Top of MATERIAL PROVIDED

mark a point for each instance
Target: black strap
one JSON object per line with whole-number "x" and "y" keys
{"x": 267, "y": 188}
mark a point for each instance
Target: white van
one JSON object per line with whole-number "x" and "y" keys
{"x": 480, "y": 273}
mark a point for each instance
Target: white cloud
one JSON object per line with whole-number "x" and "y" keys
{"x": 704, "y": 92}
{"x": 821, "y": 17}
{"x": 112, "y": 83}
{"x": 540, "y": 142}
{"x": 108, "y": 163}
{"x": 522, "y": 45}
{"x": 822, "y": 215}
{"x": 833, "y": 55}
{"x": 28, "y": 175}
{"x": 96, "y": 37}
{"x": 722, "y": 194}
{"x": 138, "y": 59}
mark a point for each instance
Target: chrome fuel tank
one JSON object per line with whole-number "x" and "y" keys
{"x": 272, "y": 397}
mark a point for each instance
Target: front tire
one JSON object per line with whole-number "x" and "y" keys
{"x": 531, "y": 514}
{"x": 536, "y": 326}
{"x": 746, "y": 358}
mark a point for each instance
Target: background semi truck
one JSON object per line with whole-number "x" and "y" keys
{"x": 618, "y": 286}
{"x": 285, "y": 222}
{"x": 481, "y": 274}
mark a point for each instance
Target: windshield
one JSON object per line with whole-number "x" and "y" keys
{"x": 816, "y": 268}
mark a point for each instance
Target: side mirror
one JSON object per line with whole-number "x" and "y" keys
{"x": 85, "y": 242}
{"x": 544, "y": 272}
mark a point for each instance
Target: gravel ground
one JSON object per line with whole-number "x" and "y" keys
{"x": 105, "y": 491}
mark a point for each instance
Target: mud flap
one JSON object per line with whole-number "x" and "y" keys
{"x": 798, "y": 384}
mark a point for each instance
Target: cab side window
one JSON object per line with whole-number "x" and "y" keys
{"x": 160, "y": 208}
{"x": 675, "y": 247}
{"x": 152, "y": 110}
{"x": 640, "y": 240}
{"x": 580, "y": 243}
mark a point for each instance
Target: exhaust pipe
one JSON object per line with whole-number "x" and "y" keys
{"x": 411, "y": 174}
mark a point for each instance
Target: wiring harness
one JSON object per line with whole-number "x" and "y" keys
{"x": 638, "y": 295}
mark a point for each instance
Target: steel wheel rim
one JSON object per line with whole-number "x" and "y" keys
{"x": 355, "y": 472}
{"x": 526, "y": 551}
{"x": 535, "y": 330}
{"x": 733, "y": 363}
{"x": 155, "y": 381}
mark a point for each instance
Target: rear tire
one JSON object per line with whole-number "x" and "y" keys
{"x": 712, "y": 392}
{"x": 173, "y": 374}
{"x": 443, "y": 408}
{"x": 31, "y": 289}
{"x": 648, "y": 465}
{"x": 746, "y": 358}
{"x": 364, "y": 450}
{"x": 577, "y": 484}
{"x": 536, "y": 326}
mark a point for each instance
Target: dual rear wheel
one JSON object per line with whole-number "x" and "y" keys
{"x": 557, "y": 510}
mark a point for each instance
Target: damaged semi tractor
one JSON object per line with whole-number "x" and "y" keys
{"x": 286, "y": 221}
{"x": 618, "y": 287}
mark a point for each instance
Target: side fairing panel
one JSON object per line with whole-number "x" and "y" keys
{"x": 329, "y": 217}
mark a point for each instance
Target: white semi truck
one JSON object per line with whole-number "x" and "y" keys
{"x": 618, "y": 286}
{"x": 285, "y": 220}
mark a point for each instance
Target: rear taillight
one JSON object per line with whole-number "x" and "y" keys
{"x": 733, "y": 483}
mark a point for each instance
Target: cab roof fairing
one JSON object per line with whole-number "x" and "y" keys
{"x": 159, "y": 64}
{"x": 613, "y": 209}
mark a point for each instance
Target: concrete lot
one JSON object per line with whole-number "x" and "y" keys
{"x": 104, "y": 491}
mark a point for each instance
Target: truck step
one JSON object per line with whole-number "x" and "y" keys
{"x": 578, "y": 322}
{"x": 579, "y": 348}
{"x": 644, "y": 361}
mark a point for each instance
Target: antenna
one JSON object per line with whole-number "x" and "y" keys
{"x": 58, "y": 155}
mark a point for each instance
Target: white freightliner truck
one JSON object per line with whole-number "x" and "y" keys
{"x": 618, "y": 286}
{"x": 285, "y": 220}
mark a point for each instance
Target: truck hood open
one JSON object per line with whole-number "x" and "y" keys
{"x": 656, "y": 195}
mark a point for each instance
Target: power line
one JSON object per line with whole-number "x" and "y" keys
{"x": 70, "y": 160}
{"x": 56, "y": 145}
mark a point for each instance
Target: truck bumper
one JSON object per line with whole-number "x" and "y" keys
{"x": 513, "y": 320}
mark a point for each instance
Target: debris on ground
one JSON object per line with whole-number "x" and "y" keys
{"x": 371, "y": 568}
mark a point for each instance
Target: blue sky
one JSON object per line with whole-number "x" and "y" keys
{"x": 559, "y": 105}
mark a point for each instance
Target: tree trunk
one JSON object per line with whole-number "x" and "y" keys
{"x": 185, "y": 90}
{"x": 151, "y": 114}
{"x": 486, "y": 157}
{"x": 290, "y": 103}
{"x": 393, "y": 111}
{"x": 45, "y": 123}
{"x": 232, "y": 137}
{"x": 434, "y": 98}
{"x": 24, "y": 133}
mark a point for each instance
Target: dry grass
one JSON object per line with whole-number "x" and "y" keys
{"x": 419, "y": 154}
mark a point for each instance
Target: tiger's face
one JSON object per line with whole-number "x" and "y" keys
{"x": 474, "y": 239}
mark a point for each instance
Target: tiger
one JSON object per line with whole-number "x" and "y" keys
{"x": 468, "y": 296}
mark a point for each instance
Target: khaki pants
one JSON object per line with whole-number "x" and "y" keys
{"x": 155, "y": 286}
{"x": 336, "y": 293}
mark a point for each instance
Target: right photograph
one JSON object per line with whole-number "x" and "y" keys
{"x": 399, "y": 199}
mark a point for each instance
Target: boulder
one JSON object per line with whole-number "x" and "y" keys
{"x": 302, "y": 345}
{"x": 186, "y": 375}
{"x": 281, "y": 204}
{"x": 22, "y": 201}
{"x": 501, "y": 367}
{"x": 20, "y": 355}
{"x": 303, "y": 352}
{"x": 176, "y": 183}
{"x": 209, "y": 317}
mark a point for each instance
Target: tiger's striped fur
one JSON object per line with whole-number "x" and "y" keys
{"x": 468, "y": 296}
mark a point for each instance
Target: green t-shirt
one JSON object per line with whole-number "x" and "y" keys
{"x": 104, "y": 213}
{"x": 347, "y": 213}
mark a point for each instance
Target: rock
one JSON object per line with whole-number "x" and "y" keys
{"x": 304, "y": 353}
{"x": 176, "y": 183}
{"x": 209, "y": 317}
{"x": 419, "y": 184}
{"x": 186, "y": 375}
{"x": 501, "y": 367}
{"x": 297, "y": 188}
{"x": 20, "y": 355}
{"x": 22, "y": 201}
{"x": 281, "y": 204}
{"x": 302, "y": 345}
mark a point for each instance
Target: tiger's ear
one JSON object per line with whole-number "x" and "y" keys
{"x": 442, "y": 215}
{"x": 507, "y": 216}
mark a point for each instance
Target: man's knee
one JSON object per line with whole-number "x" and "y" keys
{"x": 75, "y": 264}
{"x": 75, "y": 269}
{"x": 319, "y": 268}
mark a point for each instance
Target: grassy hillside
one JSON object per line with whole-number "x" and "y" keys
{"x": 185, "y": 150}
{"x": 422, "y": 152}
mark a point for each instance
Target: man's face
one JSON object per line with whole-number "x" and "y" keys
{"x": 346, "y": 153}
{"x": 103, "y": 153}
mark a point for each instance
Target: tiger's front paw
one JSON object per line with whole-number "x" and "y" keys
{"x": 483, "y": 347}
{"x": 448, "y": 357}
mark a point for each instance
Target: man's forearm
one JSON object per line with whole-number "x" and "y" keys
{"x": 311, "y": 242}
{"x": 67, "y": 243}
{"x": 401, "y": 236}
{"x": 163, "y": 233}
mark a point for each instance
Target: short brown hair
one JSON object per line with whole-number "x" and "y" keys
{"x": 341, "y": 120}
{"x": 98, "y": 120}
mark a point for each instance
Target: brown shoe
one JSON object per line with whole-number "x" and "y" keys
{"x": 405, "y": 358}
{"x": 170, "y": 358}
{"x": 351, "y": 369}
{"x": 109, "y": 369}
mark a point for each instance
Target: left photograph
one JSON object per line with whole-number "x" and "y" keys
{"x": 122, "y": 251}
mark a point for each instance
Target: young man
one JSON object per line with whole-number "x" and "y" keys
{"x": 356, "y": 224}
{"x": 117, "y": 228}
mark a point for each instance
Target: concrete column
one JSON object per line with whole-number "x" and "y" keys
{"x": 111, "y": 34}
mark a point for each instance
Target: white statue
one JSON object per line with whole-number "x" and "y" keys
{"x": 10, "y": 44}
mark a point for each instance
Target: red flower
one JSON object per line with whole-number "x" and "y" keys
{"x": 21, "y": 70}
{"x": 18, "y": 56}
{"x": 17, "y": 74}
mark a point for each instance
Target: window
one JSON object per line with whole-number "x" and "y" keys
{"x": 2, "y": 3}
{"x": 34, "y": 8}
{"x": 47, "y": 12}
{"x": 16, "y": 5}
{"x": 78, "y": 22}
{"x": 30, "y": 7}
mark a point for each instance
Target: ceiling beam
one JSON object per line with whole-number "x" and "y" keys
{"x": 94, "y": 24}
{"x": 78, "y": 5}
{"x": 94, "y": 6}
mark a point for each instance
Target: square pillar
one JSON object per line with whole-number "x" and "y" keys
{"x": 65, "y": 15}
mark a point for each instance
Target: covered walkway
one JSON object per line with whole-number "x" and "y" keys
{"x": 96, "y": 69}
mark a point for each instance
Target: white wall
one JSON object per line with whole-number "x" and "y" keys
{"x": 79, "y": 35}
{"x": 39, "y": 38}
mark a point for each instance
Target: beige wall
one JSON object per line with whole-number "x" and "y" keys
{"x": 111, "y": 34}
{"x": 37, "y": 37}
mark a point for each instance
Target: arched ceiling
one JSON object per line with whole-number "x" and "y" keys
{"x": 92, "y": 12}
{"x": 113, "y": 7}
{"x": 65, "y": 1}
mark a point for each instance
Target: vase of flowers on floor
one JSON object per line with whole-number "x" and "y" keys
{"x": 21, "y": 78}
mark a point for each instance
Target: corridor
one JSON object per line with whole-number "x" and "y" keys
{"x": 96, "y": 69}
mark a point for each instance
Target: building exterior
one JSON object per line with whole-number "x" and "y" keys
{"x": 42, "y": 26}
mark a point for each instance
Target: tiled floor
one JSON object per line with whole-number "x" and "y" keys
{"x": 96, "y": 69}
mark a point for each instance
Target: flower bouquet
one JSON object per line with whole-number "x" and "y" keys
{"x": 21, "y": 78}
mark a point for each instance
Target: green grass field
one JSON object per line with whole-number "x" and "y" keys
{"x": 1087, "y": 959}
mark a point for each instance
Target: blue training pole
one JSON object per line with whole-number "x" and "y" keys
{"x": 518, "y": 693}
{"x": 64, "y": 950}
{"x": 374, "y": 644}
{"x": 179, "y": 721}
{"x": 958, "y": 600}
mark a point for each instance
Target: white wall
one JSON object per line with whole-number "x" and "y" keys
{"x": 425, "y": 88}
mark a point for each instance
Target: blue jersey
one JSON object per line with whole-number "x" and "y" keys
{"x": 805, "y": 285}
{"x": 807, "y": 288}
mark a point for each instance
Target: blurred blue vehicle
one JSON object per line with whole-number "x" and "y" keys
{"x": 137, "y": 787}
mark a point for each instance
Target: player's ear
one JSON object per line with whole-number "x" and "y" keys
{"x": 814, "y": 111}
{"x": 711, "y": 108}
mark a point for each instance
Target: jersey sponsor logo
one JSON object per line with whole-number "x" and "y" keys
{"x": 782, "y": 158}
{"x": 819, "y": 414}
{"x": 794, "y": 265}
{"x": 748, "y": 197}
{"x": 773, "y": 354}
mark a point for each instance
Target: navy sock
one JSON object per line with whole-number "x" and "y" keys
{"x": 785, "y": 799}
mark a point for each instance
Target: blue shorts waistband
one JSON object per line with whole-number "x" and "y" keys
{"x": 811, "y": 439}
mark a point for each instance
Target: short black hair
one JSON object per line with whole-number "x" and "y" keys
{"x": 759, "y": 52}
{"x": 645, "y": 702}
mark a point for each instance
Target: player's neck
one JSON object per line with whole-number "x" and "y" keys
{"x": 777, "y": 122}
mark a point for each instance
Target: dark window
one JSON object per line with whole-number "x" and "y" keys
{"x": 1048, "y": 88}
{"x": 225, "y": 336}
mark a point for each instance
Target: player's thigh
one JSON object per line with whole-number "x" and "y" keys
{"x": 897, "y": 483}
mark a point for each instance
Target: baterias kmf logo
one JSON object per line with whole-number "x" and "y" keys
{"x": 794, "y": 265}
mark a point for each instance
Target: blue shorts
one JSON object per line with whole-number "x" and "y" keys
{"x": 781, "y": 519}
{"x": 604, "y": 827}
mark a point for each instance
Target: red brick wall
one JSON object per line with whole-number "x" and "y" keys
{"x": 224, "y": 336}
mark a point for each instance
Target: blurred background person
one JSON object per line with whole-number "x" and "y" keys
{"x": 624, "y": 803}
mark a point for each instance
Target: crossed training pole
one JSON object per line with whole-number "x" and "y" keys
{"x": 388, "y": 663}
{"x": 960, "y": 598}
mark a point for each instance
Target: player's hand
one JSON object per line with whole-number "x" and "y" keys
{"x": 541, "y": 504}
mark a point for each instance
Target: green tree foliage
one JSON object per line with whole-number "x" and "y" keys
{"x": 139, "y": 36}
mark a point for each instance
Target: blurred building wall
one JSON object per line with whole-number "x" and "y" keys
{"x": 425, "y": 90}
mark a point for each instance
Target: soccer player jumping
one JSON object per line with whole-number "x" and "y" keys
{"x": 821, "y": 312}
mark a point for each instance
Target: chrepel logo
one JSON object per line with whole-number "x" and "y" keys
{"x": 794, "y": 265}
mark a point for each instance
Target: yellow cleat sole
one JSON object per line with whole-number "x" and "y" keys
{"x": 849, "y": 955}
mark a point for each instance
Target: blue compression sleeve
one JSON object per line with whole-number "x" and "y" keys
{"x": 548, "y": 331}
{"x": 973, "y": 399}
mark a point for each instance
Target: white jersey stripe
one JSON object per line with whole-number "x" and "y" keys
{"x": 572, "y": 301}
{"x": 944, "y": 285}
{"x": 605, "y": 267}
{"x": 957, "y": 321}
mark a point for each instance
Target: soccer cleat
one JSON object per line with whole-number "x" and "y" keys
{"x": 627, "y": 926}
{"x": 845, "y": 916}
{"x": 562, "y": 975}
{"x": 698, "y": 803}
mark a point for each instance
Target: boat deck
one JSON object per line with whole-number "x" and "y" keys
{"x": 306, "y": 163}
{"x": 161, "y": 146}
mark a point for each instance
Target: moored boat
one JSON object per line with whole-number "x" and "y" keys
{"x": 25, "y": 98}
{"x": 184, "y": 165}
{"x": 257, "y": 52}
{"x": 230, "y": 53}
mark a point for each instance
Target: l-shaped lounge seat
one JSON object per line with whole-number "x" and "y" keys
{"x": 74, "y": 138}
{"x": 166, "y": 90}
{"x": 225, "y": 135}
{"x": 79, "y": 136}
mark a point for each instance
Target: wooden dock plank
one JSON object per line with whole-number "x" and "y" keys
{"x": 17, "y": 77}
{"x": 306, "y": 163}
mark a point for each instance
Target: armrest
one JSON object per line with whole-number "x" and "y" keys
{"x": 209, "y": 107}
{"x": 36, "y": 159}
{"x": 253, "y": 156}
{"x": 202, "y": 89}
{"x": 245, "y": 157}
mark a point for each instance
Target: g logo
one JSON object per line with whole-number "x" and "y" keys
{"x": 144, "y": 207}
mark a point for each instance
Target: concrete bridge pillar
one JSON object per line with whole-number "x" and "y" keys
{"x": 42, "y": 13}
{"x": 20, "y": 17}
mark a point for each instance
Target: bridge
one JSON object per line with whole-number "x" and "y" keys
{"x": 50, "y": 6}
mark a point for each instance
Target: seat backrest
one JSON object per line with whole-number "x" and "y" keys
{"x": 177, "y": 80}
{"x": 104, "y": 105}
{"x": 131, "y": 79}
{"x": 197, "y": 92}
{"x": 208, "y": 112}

Bottom of MATERIAL PROVIDED

## ABOUT THIS EXERCISE
Start with the first line of the data and print every line exactly. The line containing "Target: mud flap" is the last one to include.

## REPLY TO THE EXERCISE
mark a point for each instance
Target: black strap
one JSON object per line with whole-number "x" and "y" keys
{"x": 267, "y": 188}
mark a point for each instance
Target: white van
one JSON object per line with whole-number "x" and "y" keys
{"x": 480, "y": 273}
mark a point for each instance
Target: white cloud
one JSON object per line with whole-number "x" and "y" keys
{"x": 704, "y": 92}
{"x": 821, "y": 17}
{"x": 112, "y": 83}
{"x": 540, "y": 142}
{"x": 108, "y": 163}
{"x": 522, "y": 45}
{"x": 822, "y": 215}
{"x": 833, "y": 55}
{"x": 28, "y": 175}
{"x": 96, "y": 37}
{"x": 722, "y": 194}
{"x": 138, "y": 59}
mark a point for each instance
Target: chrome fuel tank
one JSON object per line with whole-number "x" and "y" keys
{"x": 272, "y": 397}
mark a point for each instance
Target: front tire
one JSON object per line with whole-number "x" and "y" keys
{"x": 531, "y": 514}
{"x": 536, "y": 326}
{"x": 746, "y": 358}
mark a point for each instance
Target: background semi truck
one JSON object per line with whole-number "x" and "y" keys
{"x": 618, "y": 286}
{"x": 285, "y": 222}
{"x": 481, "y": 274}
mark a point for each instance
Target: windshield
one JSON object per line with whole-number "x" and "y" keys
{"x": 816, "y": 268}
mark a point for each instance
Target: side mirror
one JSON object per line with whole-number "x" and "y" keys
{"x": 85, "y": 242}
{"x": 544, "y": 272}
mark a point for each instance
Target: gravel ground
one JSON object per line with whole-number "x" and "y" keys
{"x": 105, "y": 491}
mark a point for each instance
Target: mud flap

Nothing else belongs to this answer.